TASK OBJECTIVE —
In the review of Ghost Mask: Scar, what is Hana's job?

DOCUMENT SECTION —
• • •
Eye For Film >> Movies >> Ghost Mask: Scar (2018) Film Review
Ghost Mask: Scar
Reviewed by: Jennie Kermode
Some horror tales are at their most unnerving when the lights are on.
Young Japanese woman Miyu (Yurika Akane) is in Seoul. Officially she's there to study; really, she's there to look for her sister, who left the family home two years ago and hasn't been heard from since. Flashbacks suggest that there may be guilty feelings behind Miyu's searching, but it's not clear that she understands the depth of her sister's hurt.
The sister, Hyoshin (Hirosawa Sou) has no desire to be found. It's no surprise that no-one recognises her in the photo Miyu keeps showing to people, because she's had plastic surgery. But when Miyu happens to meet Hyoshin's plastic surgeon girlfriend, Hana (Lee Yuha), the stage is set for a fresh encounter. Hyoshin wants to know if she really can convince as a new person, in order to complete her break with the past. The trouble is, whilst saying goodbye to her own past, she's entangled herself in somebody else's - and no amount of physical alteration can repair the damage under the surface. As she becomes convinced that Hana is having an affair with Miyu, her obsessive jealousy threatens to destroy all three of hem.
Director Takeshi Sone keeps the tension bubbling for a long time before bringing to the boil in a bloody finale. Throughout most of the film's running time, the colour red is absent, appearing only in muted forms. Hana's apartment is white as an operating theatre, almost entirely free of personal trappings; this minimalism hints at somebody who values ideas over material things, and perhaps there's a reason for that in her past. Why worry about the material when you're wealthy enough to replace anything you lose? We see her help Hyoshin through panic attacks and she seems endlessly patient and caring - indeed, that's part of her professional skill set - but she has secrets of her own.
Though there's a soap opera character to the overarching drama, it's in subtle moments that the film excels - in the ways the women use courtesy and good manners to avoid having to deal with emotion, and in its observation of the damage that can be done when people fail to recognise their comparative advantages. Hana and Miyu discuss the different attitudes to plastic surgery in each of their countries - that tension between striving for perfection and wishing to appear honest. Each of the sisters might be considered an innocent, depending on one's perspective. In many ways, the story plays out as a Gothic drama, each of the main characters struggling against fate, everything shaped by two violent incidents for which none of them is responsible.
Since branching out from cinematography into direction, Takeshi has made 11 full length feature films in just four years. To achieve this level of quality despite working at such a pace is remarkable. Ghost Mask: Scar features excellent technical work and Lee Yuha's performance is rightly drawing notice. This is a modest yet potent film with an ending that verges on the surreal, and it's indicative of talent that the wider world should be paying attention to.
• • •
PROVIDED MATERIAL —

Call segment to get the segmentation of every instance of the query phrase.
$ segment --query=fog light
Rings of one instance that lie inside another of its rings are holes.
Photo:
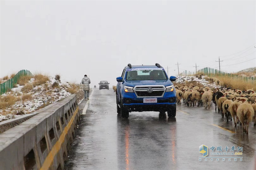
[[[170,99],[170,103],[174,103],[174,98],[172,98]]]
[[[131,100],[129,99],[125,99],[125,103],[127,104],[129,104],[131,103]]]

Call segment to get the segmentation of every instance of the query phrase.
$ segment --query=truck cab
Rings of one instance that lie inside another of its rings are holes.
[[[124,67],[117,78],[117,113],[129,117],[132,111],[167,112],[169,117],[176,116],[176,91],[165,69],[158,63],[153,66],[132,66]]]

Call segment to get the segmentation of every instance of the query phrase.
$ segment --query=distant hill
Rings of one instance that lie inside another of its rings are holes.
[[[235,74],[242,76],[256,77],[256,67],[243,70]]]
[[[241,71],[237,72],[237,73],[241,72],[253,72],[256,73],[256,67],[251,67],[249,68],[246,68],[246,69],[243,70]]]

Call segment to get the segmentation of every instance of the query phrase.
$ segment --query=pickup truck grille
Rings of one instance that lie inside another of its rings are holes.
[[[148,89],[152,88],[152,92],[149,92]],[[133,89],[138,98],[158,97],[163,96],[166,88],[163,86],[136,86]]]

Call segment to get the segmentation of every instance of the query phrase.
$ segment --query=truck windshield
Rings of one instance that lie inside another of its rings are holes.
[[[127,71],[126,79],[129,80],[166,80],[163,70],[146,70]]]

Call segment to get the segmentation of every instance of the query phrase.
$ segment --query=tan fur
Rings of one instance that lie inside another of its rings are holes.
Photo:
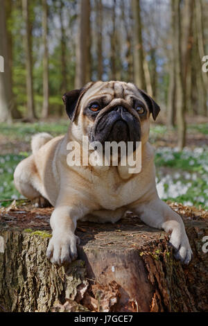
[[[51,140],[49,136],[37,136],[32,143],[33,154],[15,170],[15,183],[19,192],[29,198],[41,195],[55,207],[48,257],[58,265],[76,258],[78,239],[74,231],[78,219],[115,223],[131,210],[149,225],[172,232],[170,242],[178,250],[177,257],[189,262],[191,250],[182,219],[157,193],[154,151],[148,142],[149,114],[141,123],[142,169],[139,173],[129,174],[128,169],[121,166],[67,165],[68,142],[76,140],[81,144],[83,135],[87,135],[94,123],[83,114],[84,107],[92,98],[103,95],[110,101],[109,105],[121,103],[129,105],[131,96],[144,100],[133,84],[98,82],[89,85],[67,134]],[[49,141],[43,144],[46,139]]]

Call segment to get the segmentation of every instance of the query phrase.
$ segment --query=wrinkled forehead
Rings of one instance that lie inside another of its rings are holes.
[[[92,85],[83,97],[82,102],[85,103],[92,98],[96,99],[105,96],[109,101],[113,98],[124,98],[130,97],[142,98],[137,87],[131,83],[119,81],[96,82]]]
• • •
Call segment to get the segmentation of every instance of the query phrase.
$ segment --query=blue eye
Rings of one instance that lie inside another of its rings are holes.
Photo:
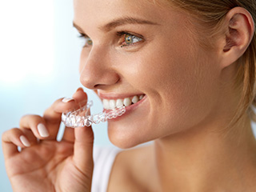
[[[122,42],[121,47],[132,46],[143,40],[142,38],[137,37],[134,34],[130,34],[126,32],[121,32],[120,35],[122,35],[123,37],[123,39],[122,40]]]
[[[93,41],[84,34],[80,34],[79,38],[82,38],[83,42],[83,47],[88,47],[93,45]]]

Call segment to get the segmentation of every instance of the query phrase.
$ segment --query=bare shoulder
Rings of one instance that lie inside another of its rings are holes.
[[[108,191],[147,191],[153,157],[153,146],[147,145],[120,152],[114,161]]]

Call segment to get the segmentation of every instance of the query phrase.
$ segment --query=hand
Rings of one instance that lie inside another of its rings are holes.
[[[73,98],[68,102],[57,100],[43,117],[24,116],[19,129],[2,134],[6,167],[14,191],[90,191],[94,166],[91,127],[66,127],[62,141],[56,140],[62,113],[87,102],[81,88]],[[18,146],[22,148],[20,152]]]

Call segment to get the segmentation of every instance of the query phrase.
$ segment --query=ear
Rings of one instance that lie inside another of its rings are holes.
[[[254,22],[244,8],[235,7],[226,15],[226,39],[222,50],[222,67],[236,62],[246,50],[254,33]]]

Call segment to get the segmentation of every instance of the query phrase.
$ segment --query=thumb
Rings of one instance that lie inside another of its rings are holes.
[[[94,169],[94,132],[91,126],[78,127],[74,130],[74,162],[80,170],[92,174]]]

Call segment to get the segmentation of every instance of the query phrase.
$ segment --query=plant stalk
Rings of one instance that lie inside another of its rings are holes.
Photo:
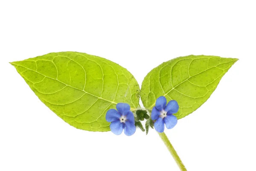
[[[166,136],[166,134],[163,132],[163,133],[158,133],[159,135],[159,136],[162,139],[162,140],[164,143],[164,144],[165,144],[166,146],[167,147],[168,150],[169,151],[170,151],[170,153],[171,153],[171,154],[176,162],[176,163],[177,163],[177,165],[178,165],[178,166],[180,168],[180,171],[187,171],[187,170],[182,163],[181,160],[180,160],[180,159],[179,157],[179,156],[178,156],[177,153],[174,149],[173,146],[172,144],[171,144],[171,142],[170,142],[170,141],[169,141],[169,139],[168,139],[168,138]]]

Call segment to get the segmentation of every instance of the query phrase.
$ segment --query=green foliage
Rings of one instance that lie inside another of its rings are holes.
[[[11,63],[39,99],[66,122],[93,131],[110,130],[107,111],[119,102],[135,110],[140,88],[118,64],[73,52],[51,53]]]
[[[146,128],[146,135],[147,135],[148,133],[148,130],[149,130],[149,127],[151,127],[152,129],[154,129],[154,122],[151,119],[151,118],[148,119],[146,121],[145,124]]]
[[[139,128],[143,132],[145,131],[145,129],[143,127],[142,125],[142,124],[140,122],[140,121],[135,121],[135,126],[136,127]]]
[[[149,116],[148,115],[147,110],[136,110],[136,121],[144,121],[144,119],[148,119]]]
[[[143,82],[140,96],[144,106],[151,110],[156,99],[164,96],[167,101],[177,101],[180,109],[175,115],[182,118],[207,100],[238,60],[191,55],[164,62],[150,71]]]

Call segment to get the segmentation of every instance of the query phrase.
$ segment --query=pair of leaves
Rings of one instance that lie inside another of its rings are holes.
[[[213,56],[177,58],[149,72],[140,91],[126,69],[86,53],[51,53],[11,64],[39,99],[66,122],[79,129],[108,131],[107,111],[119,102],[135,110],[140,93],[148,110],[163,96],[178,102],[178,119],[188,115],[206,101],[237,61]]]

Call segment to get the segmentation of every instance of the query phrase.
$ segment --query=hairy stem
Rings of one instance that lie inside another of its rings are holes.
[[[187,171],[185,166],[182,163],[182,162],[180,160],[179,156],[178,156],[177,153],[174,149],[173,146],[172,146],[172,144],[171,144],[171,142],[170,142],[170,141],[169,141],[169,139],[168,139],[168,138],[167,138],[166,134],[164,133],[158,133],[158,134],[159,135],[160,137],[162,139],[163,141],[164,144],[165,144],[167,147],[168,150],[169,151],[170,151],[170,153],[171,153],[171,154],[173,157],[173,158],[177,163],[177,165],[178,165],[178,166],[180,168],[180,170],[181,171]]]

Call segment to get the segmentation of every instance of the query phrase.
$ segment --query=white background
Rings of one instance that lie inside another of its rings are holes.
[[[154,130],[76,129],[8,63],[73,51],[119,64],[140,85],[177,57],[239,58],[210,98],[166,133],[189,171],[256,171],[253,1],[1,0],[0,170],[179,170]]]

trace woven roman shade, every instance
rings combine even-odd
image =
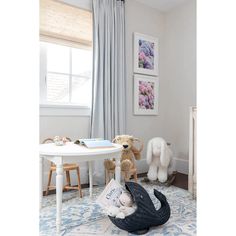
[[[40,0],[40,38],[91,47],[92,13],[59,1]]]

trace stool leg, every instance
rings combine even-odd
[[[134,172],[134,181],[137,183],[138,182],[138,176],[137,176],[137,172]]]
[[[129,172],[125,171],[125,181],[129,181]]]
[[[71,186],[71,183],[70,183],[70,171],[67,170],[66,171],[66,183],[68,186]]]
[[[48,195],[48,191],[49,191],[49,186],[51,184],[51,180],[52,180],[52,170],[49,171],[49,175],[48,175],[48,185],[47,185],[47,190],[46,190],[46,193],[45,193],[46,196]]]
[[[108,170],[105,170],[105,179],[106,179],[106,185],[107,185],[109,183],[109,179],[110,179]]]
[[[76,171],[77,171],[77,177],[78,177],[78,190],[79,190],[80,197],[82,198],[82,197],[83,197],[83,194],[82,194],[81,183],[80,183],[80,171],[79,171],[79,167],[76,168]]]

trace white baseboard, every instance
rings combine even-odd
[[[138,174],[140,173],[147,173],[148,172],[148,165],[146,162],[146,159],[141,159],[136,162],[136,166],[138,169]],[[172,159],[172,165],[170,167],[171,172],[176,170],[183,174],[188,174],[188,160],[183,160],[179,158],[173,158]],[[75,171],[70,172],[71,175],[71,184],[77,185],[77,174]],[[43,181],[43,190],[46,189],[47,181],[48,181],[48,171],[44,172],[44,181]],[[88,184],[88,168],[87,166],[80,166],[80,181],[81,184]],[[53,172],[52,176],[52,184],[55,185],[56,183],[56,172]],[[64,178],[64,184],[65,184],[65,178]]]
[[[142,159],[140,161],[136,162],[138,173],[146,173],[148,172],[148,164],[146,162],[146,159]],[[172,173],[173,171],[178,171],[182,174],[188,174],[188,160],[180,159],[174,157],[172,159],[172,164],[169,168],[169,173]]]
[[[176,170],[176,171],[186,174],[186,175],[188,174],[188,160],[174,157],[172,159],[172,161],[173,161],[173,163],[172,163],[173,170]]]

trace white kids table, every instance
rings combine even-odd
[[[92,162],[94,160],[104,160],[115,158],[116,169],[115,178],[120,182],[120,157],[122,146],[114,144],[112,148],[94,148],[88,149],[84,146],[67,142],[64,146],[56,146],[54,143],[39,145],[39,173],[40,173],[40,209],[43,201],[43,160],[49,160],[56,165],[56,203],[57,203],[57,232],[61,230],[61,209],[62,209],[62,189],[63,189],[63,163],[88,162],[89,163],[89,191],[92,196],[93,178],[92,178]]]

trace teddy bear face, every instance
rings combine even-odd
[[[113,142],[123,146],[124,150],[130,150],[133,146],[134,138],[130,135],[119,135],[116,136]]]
• • •
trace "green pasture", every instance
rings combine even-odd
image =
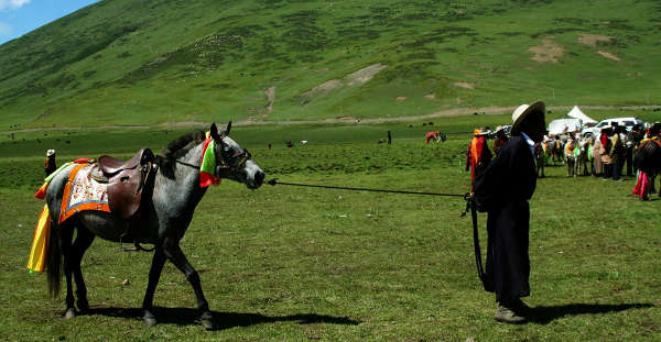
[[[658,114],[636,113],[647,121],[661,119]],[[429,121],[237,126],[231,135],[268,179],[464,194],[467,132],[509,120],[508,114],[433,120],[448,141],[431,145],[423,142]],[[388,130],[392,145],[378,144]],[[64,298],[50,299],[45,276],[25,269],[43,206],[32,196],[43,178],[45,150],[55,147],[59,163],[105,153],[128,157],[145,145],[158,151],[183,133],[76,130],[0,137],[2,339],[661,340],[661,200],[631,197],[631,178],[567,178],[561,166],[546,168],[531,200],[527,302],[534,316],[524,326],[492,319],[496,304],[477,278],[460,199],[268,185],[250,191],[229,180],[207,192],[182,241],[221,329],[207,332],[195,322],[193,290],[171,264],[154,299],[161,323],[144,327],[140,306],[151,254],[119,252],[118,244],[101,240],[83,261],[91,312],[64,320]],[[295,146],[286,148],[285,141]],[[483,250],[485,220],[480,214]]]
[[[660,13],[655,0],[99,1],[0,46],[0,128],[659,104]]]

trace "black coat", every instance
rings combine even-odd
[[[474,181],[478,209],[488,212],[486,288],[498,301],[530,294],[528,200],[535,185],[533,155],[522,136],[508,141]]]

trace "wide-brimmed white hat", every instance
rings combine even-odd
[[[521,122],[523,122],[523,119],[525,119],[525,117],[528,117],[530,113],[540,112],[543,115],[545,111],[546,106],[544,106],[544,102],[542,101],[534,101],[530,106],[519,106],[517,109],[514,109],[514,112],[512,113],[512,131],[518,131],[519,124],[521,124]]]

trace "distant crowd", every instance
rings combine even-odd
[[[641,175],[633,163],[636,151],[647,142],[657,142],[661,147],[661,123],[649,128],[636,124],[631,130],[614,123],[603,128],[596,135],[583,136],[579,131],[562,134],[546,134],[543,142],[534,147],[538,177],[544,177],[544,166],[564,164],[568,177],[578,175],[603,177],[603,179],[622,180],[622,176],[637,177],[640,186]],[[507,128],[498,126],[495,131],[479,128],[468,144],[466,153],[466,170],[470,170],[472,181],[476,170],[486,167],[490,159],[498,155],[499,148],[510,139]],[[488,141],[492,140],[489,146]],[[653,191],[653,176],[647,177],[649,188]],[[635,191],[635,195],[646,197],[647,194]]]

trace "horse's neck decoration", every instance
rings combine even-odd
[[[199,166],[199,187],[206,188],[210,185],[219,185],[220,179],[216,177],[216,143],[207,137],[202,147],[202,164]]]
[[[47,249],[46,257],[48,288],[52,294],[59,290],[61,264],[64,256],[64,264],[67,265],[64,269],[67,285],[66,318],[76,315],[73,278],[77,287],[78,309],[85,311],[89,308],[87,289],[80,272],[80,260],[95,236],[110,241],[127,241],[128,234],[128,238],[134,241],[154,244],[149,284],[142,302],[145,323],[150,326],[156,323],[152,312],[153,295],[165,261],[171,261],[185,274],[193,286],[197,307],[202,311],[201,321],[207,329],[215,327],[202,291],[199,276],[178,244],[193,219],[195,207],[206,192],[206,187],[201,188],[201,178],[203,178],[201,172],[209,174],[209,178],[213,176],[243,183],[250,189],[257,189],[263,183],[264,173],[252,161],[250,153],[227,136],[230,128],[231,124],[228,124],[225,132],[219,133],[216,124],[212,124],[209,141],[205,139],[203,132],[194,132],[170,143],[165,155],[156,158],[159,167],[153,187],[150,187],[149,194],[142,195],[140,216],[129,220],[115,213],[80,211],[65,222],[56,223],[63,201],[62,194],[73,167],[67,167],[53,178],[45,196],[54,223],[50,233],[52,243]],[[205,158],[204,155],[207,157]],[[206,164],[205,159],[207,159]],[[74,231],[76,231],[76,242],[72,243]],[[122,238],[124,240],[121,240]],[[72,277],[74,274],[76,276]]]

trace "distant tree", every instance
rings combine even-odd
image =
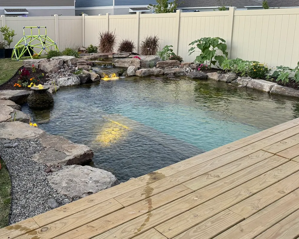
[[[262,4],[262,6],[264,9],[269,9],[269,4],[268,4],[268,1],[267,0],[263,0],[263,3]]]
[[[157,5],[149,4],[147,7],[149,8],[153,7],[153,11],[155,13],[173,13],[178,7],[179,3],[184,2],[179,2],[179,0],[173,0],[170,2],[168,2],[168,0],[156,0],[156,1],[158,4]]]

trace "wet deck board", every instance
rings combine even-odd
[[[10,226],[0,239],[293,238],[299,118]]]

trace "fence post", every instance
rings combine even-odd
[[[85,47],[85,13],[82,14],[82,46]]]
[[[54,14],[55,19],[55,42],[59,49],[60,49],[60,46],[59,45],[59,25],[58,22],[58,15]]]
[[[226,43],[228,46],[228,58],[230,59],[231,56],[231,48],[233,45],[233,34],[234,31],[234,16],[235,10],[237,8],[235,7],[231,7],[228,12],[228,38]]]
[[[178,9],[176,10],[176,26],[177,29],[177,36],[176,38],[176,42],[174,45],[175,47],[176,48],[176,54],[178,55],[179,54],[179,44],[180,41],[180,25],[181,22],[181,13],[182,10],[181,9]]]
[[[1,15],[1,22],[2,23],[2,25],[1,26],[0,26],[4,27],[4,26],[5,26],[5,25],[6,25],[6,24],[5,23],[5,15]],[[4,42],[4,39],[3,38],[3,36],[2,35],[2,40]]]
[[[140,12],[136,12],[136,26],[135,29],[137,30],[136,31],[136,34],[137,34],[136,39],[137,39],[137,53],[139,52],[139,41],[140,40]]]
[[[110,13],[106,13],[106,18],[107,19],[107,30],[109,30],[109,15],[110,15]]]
• • •
TASK RESULT —
She is a plastic surgeon.